§ EXERCISE GOAL:
Every line that contains the word "window" should be copied from the records below.

***** EXERCISE DATA

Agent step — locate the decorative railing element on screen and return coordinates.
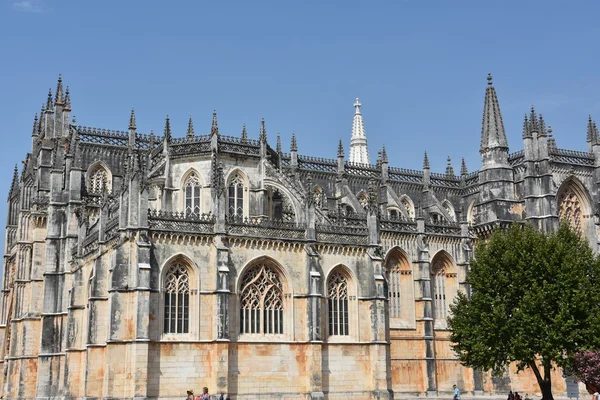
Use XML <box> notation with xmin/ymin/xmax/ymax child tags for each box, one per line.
<box><xmin>345</xmin><ymin>161</ymin><xmax>380</xmax><ymax>178</ymax></box>
<box><xmin>226</xmin><ymin>216</ymin><xmax>306</xmax><ymax>240</ymax></box>
<box><xmin>464</xmin><ymin>171</ymin><xmax>479</xmax><ymax>187</ymax></box>
<box><xmin>550</xmin><ymin>148</ymin><xmax>595</xmax><ymax>166</ymax></box>
<box><xmin>425</xmin><ymin>220</ymin><xmax>462</xmax><ymax>236</ymax></box>
<box><xmin>316</xmin><ymin>220</ymin><xmax>369</xmax><ymax>245</ymax></box>
<box><xmin>380</xmin><ymin>217</ymin><xmax>418</xmax><ymax>233</ymax></box>
<box><xmin>78</xmin><ymin>126</ymin><xmax>129</xmax><ymax>146</ymax></box>
<box><xmin>171</xmin><ymin>135</ymin><xmax>211</xmax><ymax>145</ymax></box>
<box><xmin>219</xmin><ymin>135</ymin><xmax>259</xmax><ymax>147</ymax></box>
<box><xmin>219</xmin><ymin>140</ymin><xmax>260</xmax><ymax>156</ymax></box>
<box><xmin>148</xmin><ymin>209</ymin><xmax>215</xmax><ymax>234</ymax></box>
<box><xmin>296</xmin><ymin>155</ymin><xmax>338</xmax><ymax>173</ymax></box>
<box><xmin>430</xmin><ymin>172</ymin><xmax>461</xmax><ymax>188</ymax></box>
<box><xmin>170</xmin><ymin>140</ymin><xmax>212</xmax><ymax>157</ymax></box>
<box><xmin>103</xmin><ymin>216</ymin><xmax>119</xmax><ymax>242</ymax></box>
<box><xmin>388</xmin><ymin>166</ymin><xmax>423</xmax><ymax>183</ymax></box>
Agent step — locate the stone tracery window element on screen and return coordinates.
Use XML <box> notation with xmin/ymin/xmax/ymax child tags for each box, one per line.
<box><xmin>184</xmin><ymin>172</ymin><xmax>201</xmax><ymax>216</ymax></box>
<box><xmin>88</xmin><ymin>165</ymin><xmax>111</xmax><ymax>194</ymax></box>
<box><xmin>432</xmin><ymin>267</ymin><xmax>447</xmax><ymax>320</ymax></box>
<box><xmin>558</xmin><ymin>185</ymin><xmax>583</xmax><ymax>232</ymax></box>
<box><xmin>163</xmin><ymin>263</ymin><xmax>190</xmax><ymax>334</ymax></box>
<box><xmin>386</xmin><ymin>249</ymin><xmax>413</xmax><ymax>320</ymax></box>
<box><xmin>228</xmin><ymin>173</ymin><xmax>244</xmax><ymax>218</ymax></box>
<box><xmin>430</xmin><ymin>251</ymin><xmax>457</xmax><ymax>329</ymax></box>
<box><xmin>239</xmin><ymin>264</ymin><xmax>284</xmax><ymax>335</ymax></box>
<box><xmin>328</xmin><ymin>270</ymin><xmax>349</xmax><ymax>336</ymax></box>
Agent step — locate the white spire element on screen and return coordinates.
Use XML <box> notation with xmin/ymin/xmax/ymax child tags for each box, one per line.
<box><xmin>349</xmin><ymin>97</ymin><xmax>370</xmax><ymax>164</ymax></box>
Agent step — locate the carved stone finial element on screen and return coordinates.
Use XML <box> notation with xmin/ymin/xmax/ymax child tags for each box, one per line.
<box><xmin>337</xmin><ymin>139</ymin><xmax>344</xmax><ymax>158</ymax></box>
<box><xmin>487</xmin><ymin>73</ymin><xmax>493</xmax><ymax>86</ymax></box>
<box><xmin>460</xmin><ymin>157</ymin><xmax>468</xmax><ymax>176</ymax></box>
<box><xmin>423</xmin><ymin>152</ymin><xmax>430</xmax><ymax>169</ymax></box>
<box><xmin>46</xmin><ymin>88</ymin><xmax>53</xmax><ymax>110</ymax></box>
<box><xmin>259</xmin><ymin>118</ymin><xmax>267</xmax><ymax>142</ymax></box>
<box><xmin>55</xmin><ymin>74</ymin><xmax>64</xmax><ymax>104</ymax></box>
<box><xmin>211</xmin><ymin>110</ymin><xmax>219</xmax><ymax>136</ymax></box>
<box><xmin>163</xmin><ymin>115</ymin><xmax>172</xmax><ymax>142</ymax></box>
<box><xmin>381</xmin><ymin>145</ymin><xmax>388</xmax><ymax>163</ymax></box>
<box><xmin>587</xmin><ymin>115</ymin><xmax>597</xmax><ymax>143</ymax></box>
<box><xmin>129</xmin><ymin>108</ymin><xmax>136</xmax><ymax>130</ymax></box>
<box><xmin>522</xmin><ymin>114</ymin><xmax>531</xmax><ymax>139</ymax></box>
<box><xmin>445</xmin><ymin>156</ymin><xmax>454</xmax><ymax>176</ymax></box>
<box><xmin>241</xmin><ymin>123</ymin><xmax>248</xmax><ymax>143</ymax></box>
<box><xmin>276</xmin><ymin>133</ymin><xmax>282</xmax><ymax>153</ymax></box>
<box><xmin>64</xmin><ymin>86</ymin><xmax>71</xmax><ymax>110</ymax></box>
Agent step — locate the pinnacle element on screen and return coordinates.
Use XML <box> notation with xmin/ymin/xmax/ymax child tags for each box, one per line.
<box><xmin>290</xmin><ymin>131</ymin><xmax>298</xmax><ymax>152</ymax></box>
<box><xmin>164</xmin><ymin>115</ymin><xmax>172</xmax><ymax>140</ymax></box>
<box><xmin>241</xmin><ymin>124</ymin><xmax>248</xmax><ymax>142</ymax></box>
<box><xmin>259</xmin><ymin>118</ymin><xmax>267</xmax><ymax>142</ymax></box>
<box><xmin>381</xmin><ymin>145</ymin><xmax>388</xmax><ymax>163</ymax></box>
<box><xmin>423</xmin><ymin>152</ymin><xmax>430</xmax><ymax>169</ymax></box>
<box><xmin>548</xmin><ymin>126</ymin><xmax>557</xmax><ymax>150</ymax></box>
<box><xmin>480</xmin><ymin>73</ymin><xmax>508</xmax><ymax>152</ymax></box>
<box><xmin>587</xmin><ymin>115</ymin><xmax>597</xmax><ymax>142</ymax></box>
<box><xmin>211</xmin><ymin>110</ymin><xmax>219</xmax><ymax>136</ymax></box>
<box><xmin>529</xmin><ymin>106</ymin><xmax>539</xmax><ymax>132</ymax></box>
<box><xmin>337</xmin><ymin>139</ymin><xmax>344</xmax><ymax>158</ymax></box>
<box><xmin>538</xmin><ymin>114</ymin><xmax>547</xmax><ymax>137</ymax></box>
<box><xmin>276</xmin><ymin>133</ymin><xmax>282</xmax><ymax>153</ymax></box>
<box><xmin>32</xmin><ymin>113</ymin><xmax>38</xmax><ymax>137</ymax></box>
<box><xmin>460</xmin><ymin>158</ymin><xmax>468</xmax><ymax>175</ymax></box>
<box><xmin>55</xmin><ymin>74</ymin><xmax>64</xmax><ymax>104</ymax></box>
<box><xmin>129</xmin><ymin>108</ymin><xmax>136</xmax><ymax>130</ymax></box>
<box><xmin>522</xmin><ymin>114</ymin><xmax>531</xmax><ymax>139</ymax></box>
<box><xmin>10</xmin><ymin>164</ymin><xmax>19</xmax><ymax>193</ymax></box>
<box><xmin>445</xmin><ymin>156</ymin><xmax>454</xmax><ymax>176</ymax></box>
<box><xmin>64</xmin><ymin>86</ymin><xmax>71</xmax><ymax>109</ymax></box>
<box><xmin>187</xmin><ymin>115</ymin><xmax>195</xmax><ymax>138</ymax></box>
<box><xmin>487</xmin><ymin>73</ymin><xmax>493</xmax><ymax>86</ymax></box>
<box><xmin>46</xmin><ymin>88</ymin><xmax>53</xmax><ymax>110</ymax></box>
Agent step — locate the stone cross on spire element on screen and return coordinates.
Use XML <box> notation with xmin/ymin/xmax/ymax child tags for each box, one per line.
<box><xmin>349</xmin><ymin>97</ymin><xmax>370</xmax><ymax>165</ymax></box>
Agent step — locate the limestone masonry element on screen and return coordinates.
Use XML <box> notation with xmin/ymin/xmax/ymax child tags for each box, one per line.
<box><xmin>0</xmin><ymin>74</ymin><xmax>596</xmax><ymax>399</ymax></box>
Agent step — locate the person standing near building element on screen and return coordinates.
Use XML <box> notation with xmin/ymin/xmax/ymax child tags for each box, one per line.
<box><xmin>453</xmin><ymin>385</ymin><xmax>461</xmax><ymax>400</ymax></box>
<box><xmin>200</xmin><ymin>387</ymin><xmax>210</xmax><ymax>400</ymax></box>
<box><xmin>186</xmin><ymin>390</ymin><xmax>194</xmax><ymax>400</ymax></box>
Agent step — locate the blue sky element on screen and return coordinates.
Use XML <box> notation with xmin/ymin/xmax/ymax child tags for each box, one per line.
<box><xmin>1</xmin><ymin>0</ymin><xmax>600</xmax><ymax>258</ymax></box>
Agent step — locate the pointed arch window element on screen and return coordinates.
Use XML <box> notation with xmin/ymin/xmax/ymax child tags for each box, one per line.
<box><xmin>240</xmin><ymin>264</ymin><xmax>284</xmax><ymax>335</ymax></box>
<box><xmin>228</xmin><ymin>173</ymin><xmax>244</xmax><ymax>218</ymax></box>
<box><xmin>328</xmin><ymin>271</ymin><xmax>349</xmax><ymax>336</ymax></box>
<box><xmin>184</xmin><ymin>172</ymin><xmax>201</xmax><ymax>216</ymax></box>
<box><xmin>89</xmin><ymin>165</ymin><xmax>111</xmax><ymax>194</ymax></box>
<box><xmin>163</xmin><ymin>263</ymin><xmax>190</xmax><ymax>334</ymax></box>
<box><xmin>558</xmin><ymin>184</ymin><xmax>584</xmax><ymax>232</ymax></box>
<box><xmin>433</xmin><ymin>270</ymin><xmax>447</xmax><ymax>320</ymax></box>
<box><xmin>431</xmin><ymin>252</ymin><xmax>457</xmax><ymax>329</ymax></box>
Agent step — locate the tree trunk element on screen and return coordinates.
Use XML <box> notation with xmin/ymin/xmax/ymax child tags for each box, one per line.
<box><xmin>528</xmin><ymin>361</ymin><xmax>554</xmax><ymax>400</ymax></box>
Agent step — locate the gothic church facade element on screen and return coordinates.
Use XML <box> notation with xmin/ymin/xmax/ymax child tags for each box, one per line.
<box><xmin>0</xmin><ymin>74</ymin><xmax>596</xmax><ymax>399</ymax></box>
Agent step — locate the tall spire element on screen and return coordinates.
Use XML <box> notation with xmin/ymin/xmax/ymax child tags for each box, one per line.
<box><xmin>55</xmin><ymin>74</ymin><xmax>64</xmax><ymax>105</ymax></box>
<box><xmin>211</xmin><ymin>110</ymin><xmax>219</xmax><ymax>136</ymax></box>
<box><xmin>187</xmin><ymin>115</ymin><xmax>195</xmax><ymax>138</ymax></box>
<box><xmin>290</xmin><ymin>131</ymin><xmax>298</xmax><ymax>152</ymax></box>
<box><xmin>349</xmin><ymin>97</ymin><xmax>370</xmax><ymax>164</ymax></box>
<box><xmin>445</xmin><ymin>156</ymin><xmax>455</xmax><ymax>176</ymax></box>
<box><xmin>460</xmin><ymin>158</ymin><xmax>468</xmax><ymax>176</ymax></box>
<box><xmin>480</xmin><ymin>74</ymin><xmax>508</xmax><ymax>152</ymax></box>
<box><xmin>129</xmin><ymin>108</ymin><xmax>136</xmax><ymax>130</ymax></box>
<box><xmin>423</xmin><ymin>152</ymin><xmax>430</xmax><ymax>169</ymax></box>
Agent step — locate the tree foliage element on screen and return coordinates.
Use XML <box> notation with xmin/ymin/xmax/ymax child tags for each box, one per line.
<box><xmin>448</xmin><ymin>224</ymin><xmax>600</xmax><ymax>400</ymax></box>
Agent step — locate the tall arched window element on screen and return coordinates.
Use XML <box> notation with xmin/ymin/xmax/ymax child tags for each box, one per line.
<box><xmin>87</xmin><ymin>163</ymin><xmax>112</xmax><ymax>194</ymax></box>
<box><xmin>184</xmin><ymin>172</ymin><xmax>201</xmax><ymax>216</ymax></box>
<box><xmin>557</xmin><ymin>182</ymin><xmax>585</xmax><ymax>232</ymax></box>
<box><xmin>163</xmin><ymin>262</ymin><xmax>190</xmax><ymax>334</ymax></box>
<box><xmin>431</xmin><ymin>251</ymin><xmax>457</xmax><ymax>329</ymax></box>
<box><xmin>328</xmin><ymin>270</ymin><xmax>349</xmax><ymax>336</ymax></box>
<box><xmin>239</xmin><ymin>264</ymin><xmax>283</xmax><ymax>335</ymax></box>
<box><xmin>386</xmin><ymin>248</ymin><xmax>413</xmax><ymax>323</ymax></box>
<box><xmin>228</xmin><ymin>173</ymin><xmax>244</xmax><ymax>218</ymax></box>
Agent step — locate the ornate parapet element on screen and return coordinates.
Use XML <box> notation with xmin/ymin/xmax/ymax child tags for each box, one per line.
<box><xmin>380</xmin><ymin>216</ymin><xmax>418</xmax><ymax>233</ymax></box>
<box><xmin>225</xmin><ymin>216</ymin><xmax>306</xmax><ymax>240</ymax></box>
<box><xmin>424</xmin><ymin>219</ymin><xmax>462</xmax><ymax>236</ymax></box>
<box><xmin>148</xmin><ymin>209</ymin><xmax>215</xmax><ymax>234</ymax></box>
<box><xmin>316</xmin><ymin>215</ymin><xmax>369</xmax><ymax>245</ymax></box>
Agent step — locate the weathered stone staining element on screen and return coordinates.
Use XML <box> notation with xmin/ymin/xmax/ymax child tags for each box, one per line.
<box><xmin>0</xmin><ymin>74</ymin><xmax>595</xmax><ymax>399</ymax></box>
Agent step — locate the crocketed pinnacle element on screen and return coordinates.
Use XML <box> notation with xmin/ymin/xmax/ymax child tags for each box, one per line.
<box><xmin>10</xmin><ymin>164</ymin><xmax>19</xmax><ymax>195</ymax></box>
<box><xmin>46</xmin><ymin>88</ymin><xmax>53</xmax><ymax>110</ymax></box>
<box><xmin>522</xmin><ymin>114</ymin><xmax>532</xmax><ymax>139</ymax></box>
<box><xmin>480</xmin><ymin>73</ymin><xmax>508</xmax><ymax>152</ymax></box>
<box><xmin>538</xmin><ymin>114</ymin><xmax>547</xmax><ymax>137</ymax></box>
<box><xmin>350</xmin><ymin>97</ymin><xmax>370</xmax><ymax>164</ymax></box>
<box><xmin>187</xmin><ymin>116</ymin><xmax>194</xmax><ymax>138</ymax></box>
<box><xmin>276</xmin><ymin>133</ymin><xmax>282</xmax><ymax>153</ymax></box>
<box><xmin>548</xmin><ymin>126</ymin><xmax>557</xmax><ymax>150</ymax></box>
<box><xmin>337</xmin><ymin>139</ymin><xmax>344</xmax><ymax>158</ymax></box>
<box><xmin>381</xmin><ymin>145</ymin><xmax>388</xmax><ymax>163</ymax></box>
<box><xmin>423</xmin><ymin>152</ymin><xmax>430</xmax><ymax>169</ymax></box>
<box><xmin>259</xmin><ymin>118</ymin><xmax>267</xmax><ymax>142</ymax></box>
<box><xmin>32</xmin><ymin>113</ymin><xmax>39</xmax><ymax>137</ymax></box>
<box><xmin>129</xmin><ymin>108</ymin><xmax>136</xmax><ymax>130</ymax></box>
<box><xmin>163</xmin><ymin>115</ymin><xmax>172</xmax><ymax>141</ymax></box>
<box><xmin>241</xmin><ymin>124</ymin><xmax>248</xmax><ymax>142</ymax></box>
<box><xmin>290</xmin><ymin>131</ymin><xmax>298</xmax><ymax>152</ymax></box>
<box><xmin>445</xmin><ymin>156</ymin><xmax>454</xmax><ymax>176</ymax></box>
<box><xmin>529</xmin><ymin>106</ymin><xmax>539</xmax><ymax>133</ymax></box>
<box><xmin>64</xmin><ymin>86</ymin><xmax>71</xmax><ymax>110</ymax></box>
<box><xmin>55</xmin><ymin>74</ymin><xmax>64</xmax><ymax>104</ymax></box>
<box><xmin>460</xmin><ymin>158</ymin><xmax>468</xmax><ymax>176</ymax></box>
<box><xmin>587</xmin><ymin>115</ymin><xmax>597</xmax><ymax>143</ymax></box>
<box><xmin>211</xmin><ymin>110</ymin><xmax>219</xmax><ymax>136</ymax></box>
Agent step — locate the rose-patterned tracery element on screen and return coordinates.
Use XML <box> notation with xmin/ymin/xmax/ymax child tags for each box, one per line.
<box><xmin>240</xmin><ymin>264</ymin><xmax>284</xmax><ymax>334</ymax></box>
<box><xmin>558</xmin><ymin>186</ymin><xmax>583</xmax><ymax>232</ymax></box>
<box><xmin>328</xmin><ymin>270</ymin><xmax>349</xmax><ymax>336</ymax></box>
<box><xmin>163</xmin><ymin>262</ymin><xmax>190</xmax><ymax>334</ymax></box>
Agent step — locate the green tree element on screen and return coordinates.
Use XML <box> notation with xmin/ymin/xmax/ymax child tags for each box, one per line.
<box><xmin>448</xmin><ymin>224</ymin><xmax>600</xmax><ymax>400</ymax></box>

**********

§ ANSWER TO THIS EXERCISE:
Agent step — locate the stone tracery window element on screen and return coordinates.
Agent step — locate the pointed arch window element on screen and return coordinates.
Agent step — locate the tall arched window element on screen and return coordinates.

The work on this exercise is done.